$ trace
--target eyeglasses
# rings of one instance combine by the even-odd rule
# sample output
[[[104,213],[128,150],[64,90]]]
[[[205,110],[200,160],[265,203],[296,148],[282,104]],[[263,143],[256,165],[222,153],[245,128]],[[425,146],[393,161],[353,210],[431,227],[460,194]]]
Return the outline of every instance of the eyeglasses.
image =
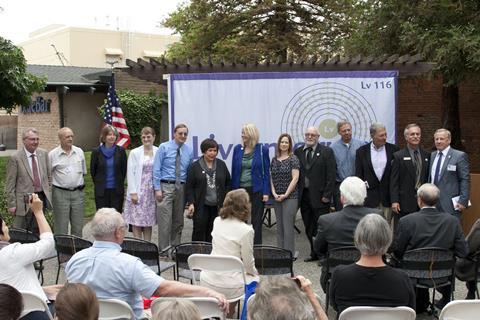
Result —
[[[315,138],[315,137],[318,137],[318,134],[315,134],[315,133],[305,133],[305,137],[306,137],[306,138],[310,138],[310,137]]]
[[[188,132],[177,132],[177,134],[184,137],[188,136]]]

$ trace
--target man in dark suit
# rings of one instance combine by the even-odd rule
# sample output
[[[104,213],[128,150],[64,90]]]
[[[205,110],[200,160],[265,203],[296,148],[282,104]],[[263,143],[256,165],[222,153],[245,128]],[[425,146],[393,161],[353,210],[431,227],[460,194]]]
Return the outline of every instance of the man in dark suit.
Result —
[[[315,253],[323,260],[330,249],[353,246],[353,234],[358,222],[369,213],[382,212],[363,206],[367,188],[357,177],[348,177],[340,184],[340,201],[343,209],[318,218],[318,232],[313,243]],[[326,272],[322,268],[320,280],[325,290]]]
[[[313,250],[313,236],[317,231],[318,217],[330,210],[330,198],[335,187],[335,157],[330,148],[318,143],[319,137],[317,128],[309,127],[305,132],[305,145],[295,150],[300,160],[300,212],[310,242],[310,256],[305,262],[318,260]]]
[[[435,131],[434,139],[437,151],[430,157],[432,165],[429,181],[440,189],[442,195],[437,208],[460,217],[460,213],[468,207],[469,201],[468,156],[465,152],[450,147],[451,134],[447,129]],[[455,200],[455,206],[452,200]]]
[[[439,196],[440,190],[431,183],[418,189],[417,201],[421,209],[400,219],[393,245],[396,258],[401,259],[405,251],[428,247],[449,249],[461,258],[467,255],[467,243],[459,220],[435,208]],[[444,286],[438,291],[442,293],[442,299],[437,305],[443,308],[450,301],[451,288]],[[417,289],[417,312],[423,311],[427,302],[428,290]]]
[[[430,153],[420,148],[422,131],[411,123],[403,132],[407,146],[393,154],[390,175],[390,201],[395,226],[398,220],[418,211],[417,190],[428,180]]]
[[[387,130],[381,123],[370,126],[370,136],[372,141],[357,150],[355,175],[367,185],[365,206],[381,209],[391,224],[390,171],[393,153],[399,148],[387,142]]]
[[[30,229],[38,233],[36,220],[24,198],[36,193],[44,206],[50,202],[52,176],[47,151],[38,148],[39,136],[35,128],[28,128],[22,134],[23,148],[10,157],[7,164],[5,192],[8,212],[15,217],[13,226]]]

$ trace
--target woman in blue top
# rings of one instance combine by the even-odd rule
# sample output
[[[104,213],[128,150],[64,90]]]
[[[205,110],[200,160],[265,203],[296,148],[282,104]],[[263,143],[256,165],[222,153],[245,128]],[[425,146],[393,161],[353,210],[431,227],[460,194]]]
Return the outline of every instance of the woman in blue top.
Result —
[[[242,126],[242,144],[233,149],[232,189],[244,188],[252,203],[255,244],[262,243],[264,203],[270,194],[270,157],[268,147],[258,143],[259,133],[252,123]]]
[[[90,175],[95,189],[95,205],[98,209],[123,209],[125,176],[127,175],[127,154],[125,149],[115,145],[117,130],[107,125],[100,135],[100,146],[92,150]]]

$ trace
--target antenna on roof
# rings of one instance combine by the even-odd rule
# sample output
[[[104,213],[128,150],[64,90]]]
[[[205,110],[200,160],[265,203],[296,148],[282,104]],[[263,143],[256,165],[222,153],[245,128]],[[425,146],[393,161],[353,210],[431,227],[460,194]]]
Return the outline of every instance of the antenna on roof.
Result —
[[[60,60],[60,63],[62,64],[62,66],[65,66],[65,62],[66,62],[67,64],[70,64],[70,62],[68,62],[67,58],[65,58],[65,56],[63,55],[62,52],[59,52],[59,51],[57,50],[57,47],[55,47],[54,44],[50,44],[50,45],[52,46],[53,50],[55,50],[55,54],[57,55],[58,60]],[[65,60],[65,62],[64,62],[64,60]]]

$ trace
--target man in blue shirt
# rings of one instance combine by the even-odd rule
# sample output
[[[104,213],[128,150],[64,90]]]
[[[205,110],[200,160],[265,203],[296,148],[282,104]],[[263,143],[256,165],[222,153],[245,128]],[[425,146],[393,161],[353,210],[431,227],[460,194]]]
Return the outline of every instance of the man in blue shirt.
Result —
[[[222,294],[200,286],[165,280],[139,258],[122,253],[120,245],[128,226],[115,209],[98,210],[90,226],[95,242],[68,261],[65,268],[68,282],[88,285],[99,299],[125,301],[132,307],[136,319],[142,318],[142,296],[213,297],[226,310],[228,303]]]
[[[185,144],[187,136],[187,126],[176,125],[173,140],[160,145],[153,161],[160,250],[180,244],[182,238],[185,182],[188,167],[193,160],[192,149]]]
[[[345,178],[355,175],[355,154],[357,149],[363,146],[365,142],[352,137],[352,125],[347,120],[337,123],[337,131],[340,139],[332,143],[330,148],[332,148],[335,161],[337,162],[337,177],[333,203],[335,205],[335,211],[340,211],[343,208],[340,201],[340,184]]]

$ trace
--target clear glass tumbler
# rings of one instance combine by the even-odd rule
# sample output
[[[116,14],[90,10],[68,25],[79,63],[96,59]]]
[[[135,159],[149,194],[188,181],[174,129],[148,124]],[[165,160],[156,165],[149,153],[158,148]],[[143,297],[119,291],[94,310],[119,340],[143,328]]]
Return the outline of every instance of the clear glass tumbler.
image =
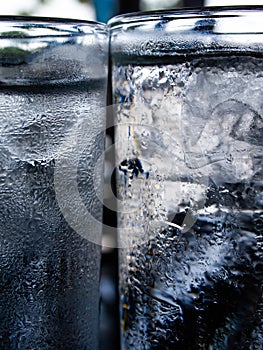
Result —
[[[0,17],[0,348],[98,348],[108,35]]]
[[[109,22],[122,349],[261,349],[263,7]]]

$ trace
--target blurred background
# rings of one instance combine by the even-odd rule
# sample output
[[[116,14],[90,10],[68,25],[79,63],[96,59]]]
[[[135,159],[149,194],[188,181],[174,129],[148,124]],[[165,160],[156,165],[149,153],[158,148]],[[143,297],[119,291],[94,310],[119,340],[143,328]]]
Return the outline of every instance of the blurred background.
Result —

----------

__Required work__: Your output should be the records above, duplicated exactly and picture-free.

__Solved exercise__:
$ trace
--target eyeglasses
# rings of one instance combine by the even-odd rule
# sample output
[[[104,213],[128,150],[64,90]]]
[[[205,110],[200,160],[265,203],[296,148],[282,104]],[[263,143],[256,165],[222,153],[245,128]],[[425,146],[393,161],[353,210],[431,227],[460,194]]]
Return the outline of every instance of the eyeglasses.
image =
Result —
[[[315,138],[315,137],[318,137],[318,134],[315,134],[315,133],[305,133],[305,137],[306,137],[306,138],[310,138],[310,137]]]
[[[188,132],[177,132],[177,134],[184,137],[188,136]]]

$ trace
--target man in dark suit
# rings of one instance combine by the even-odd rule
# sample output
[[[104,213],[128,150],[64,90]]]
[[[205,110],[200,160],[265,203],[296,148],[282,104]],[[263,143],[256,165],[222,153],[245,128]],[[425,146],[393,161],[353,210],[431,227],[460,194]]]
Return the outline of every instance of the man in dark suit.
Result —
[[[315,253],[323,260],[330,249],[353,246],[353,234],[358,222],[369,213],[382,212],[363,206],[367,188],[357,177],[348,177],[340,184],[340,201],[343,209],[318,218],[318,232],[313,243]],[[326,272],[322,268],[320,280],[325,290]]]
[[[313,250],[313,236],[317,231],[318,217],[330,210],[330,198],[335,187],[335,157],[330,148],[318,143],[319,137],[317,128],[309,127],[305,132],[305,145],[295,150],[300,160],[300,212],[310,242],[310,256],[305,262],[318,260]]]
[[[435,131],[434,139],[437,151],[430,157],[432,165],[429,181],[440,189],[442,195],[437,208],[460,217],[460,213],[468,207],[469,201],[468,156],[465,152],[450,147],[451,134],[447,129]],[[455,200],[455,206],[452,200]]]
[[[439,196],[440,190],[431,183],[418,189],[417,201],[421,209],[400,219],[393,245],[396,258],[401,259],[405,251],[428,247],[449,249],[461,258],[467,255],[467,243],[459,220],[435,208]],[[444,286],[438,291],[442,293],[442,299],[437,305],[443,308],[450,301],[451,288]],[[417,289],[417,312],[423,311],[427,302],[428,290]]]
[[[430,153],[420,148],[422,131],[411,123],[403,132],[407,146],[393,154],[390,175],[390,201],[395,226],[398,220],[418,211],[417,190],[428,180]]]
[[[387,130],[381,123],[370,126],[370,136],[372,141],[357,150],[355,175],[367,185],[365,206],[381,209],[391,224],[390,171],[393,153],[399,148],[387,142]]]
[[[30,229],[38,233],[36,220],[24,198],[36,193],[44,206],[50,202],[52,176],[47,151],[38,148],[39,136],[35,128],[28,128],[22,134],[23,148],[10,157],[7,164],[5,192],[8,212],[15,217],[13,226]]]

$ trace
--target woman in blue top
# rings of one instance combine by the even-odd rule
# sample output
[[[104,213],[128,150],[64,90]]]
[[[205,110],[200,160],[265,203],[296,148],[282,104]],[[263,143],[256,165],[222,153],[245,128]],[[425,146],[393,161],[353,210],[431,227],[460,194]]]
Return the outline of every instance of the woman in blue top.
Result —
[[[242,126],[242,144],[233,149],[232,189],[244,188],[252,203],[255,244],[262,243],[264,203],[270,194],[270,157],[268,147],[258,143],[259,133],[252,123]]]
[[[90,175],[95,189],[95,205],[98,209],[123,209],[125,176],[127,175],[127,154],[125,149],[115,145],[117,130],[107,125],[100,135],[100,146],[92,150]]]

$ trace
--target antenna on roof
# rings of one instance combine by the even-odd rule
# sample output
[[[104,213],[128,150],[64,90]]]
[[[205,110],[200,160],[265,203],[296,148],[282,104]],[[263,143],[256,165],[222,153],[245,128]],[[425,146],[393,161],[353,210],[431,227],[460,194]]]
Return the outline of every instance of the antenna on roof.
Result —
[[[60,60],[60,63],[62,64],[62,66],[65,66],[65,62],[66,62],[67,64],[70,64],[70,62],[68,62],[67,58],[65,58],[65,56],[63,55],[62,52],[59,52],[59,51],[57,50],[57,47],[55,47],[54,44],[50,44],[50,45],[52,46],[53,50],[55,50],[55,54],[57,55],[58,60]],[[65,60],[65,62],[64,62],[64,60]]]

$ trace
--target man in blue shirt
# rings of one instance combine by the even-odd rule
# sample output
[[[104,213],[128,150],[64,90]]]
[[[205,110],[200,160],[265,203],[296,148],[282,104]],[[263,143],[256,165],[222,153],[245,128]],[[425,146],[393,161],[353,210],[431,227],[460,194]]]
Return the outline of every instance of the man in blue shirt.
Result —
[[[222,294],[200,286],[165,280],[139,258],[122,253],[120,245],[128,226],[115,209],[98,210],[90,226],[95,242],[68,261],[65,268],[68,282],[88,285],[99,299],[125,301],[132,307],[136,319],[142,318],[142,296],[213,297],[226,310],[228,303]]]
[[[185,144],[187,136],[187,126],[176,125],[173,140],[160,145],[153,161],[160,250],[180,244],[182,238],[185,182],[188,167],[193,160],[192,149]]]
[[[345,178],[355,175],[355,154],[357,149],[363,146],[365,142],[352,137],[352,125],[347,120],[337,123],[337,131],[340,139],[332,143],[330,148],[332,148],[335,161],[337,162],[337,177],[333,203],[335,205],[335,211],[340,211],[343,208],[340,201],[340,184]]]

$ trace
--target clear glass tumbler
# rings of one instance combine by the even-odd rule
# sample output
[[[116,14],[90,10],[68,25],[79,63],[96,59]]]
[[[135,159],[149,194],[188,181],[174,129],[148,124]],[[165,160],[156,165],[149,153],[158,148]],[[143,297],[119,291],[94,310],[119,340],[143,328]]]
Return the outline of every instance of the clear glass tumbler.
image =
Result —
[[[0,17],[0,348],[98,348],[108,35]]]
[[[109,22],[122,349],[261,349],[263,7]]]

$ trace
--target blurred background
# rings of one instance combine by the even-odd rule
# sample output
[[[116,14],[90,10],[68,25],[79,63],[96,59]]]
[[[135,159],[149,194],[188,181],[174,129],[148,124]],[[165,160],[156,165],[149,153],[158,148]],[[143,297],[119,291],[94,310],[119,340],[143,328]]]
Return the outline of every instance of the blurred background.
Result —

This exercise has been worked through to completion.